§ CONSIGNE
Dénombrez les lignes ci-dessous qui contiennent le mot « neck », en tenant compte de la casse. Indiquez seulement ce nombre.
______
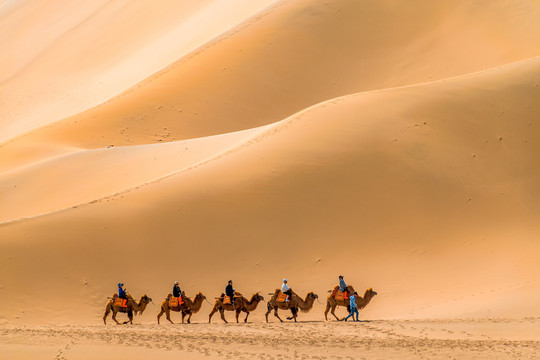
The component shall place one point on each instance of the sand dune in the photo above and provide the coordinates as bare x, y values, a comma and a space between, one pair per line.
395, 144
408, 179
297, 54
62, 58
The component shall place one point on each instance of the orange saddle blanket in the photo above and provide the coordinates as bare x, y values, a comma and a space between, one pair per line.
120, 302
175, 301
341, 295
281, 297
______
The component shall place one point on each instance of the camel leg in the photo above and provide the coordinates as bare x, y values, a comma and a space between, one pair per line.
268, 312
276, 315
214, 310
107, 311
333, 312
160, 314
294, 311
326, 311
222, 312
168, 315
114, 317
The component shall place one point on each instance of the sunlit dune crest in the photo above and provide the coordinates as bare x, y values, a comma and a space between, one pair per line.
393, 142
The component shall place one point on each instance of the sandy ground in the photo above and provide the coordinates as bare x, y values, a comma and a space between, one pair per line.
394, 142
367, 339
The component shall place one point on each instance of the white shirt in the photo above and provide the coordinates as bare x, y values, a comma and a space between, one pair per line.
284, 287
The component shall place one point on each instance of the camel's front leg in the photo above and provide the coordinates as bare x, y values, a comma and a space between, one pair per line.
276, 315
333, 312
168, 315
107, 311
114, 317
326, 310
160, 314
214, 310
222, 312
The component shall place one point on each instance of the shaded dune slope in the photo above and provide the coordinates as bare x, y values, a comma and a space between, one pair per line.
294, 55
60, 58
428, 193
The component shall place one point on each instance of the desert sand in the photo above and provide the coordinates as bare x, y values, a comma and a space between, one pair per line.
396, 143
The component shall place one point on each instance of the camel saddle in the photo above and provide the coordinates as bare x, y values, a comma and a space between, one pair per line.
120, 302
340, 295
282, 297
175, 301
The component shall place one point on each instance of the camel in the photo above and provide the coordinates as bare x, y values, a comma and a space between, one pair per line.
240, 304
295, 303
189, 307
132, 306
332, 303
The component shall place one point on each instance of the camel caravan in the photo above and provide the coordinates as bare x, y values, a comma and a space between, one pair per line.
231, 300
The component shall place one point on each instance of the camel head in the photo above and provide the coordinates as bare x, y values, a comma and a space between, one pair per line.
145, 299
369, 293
______
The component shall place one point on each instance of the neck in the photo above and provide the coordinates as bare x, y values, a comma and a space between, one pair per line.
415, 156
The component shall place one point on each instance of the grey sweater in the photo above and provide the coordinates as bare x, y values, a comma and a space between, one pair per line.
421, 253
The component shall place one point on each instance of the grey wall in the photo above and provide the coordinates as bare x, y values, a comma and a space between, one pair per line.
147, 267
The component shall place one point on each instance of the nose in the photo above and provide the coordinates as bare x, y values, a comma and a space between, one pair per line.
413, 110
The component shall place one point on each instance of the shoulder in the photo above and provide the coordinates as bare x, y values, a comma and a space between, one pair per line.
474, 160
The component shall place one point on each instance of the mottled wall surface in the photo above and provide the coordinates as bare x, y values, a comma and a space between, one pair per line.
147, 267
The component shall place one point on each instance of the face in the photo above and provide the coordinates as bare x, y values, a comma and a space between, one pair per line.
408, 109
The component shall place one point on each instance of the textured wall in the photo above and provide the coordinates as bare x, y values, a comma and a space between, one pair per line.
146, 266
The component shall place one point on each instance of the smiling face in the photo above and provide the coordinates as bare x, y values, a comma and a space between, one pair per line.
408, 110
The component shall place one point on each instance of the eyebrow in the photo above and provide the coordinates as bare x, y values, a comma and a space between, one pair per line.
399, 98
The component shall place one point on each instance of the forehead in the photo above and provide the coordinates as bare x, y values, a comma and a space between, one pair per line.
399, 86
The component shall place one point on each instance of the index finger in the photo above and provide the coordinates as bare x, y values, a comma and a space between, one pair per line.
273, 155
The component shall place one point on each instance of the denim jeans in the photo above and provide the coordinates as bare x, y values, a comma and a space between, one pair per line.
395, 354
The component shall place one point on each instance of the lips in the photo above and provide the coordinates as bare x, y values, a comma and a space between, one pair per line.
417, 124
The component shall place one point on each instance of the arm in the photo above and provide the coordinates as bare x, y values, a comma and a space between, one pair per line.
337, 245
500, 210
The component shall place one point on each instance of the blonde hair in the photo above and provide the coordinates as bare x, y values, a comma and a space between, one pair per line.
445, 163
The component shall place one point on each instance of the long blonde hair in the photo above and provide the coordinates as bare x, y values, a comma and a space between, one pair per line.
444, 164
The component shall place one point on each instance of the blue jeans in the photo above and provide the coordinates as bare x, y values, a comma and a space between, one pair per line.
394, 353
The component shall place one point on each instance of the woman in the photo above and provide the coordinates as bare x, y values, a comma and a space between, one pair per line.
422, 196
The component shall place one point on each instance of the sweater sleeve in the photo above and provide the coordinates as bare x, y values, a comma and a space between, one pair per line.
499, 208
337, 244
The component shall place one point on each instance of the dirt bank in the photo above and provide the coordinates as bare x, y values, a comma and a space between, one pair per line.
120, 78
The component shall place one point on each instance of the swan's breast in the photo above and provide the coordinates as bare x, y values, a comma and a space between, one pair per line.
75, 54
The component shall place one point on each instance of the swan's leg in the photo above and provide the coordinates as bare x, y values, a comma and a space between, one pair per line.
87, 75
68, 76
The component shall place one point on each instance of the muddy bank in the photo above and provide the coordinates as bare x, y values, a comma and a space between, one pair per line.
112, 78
______
§ RÉPONSE
1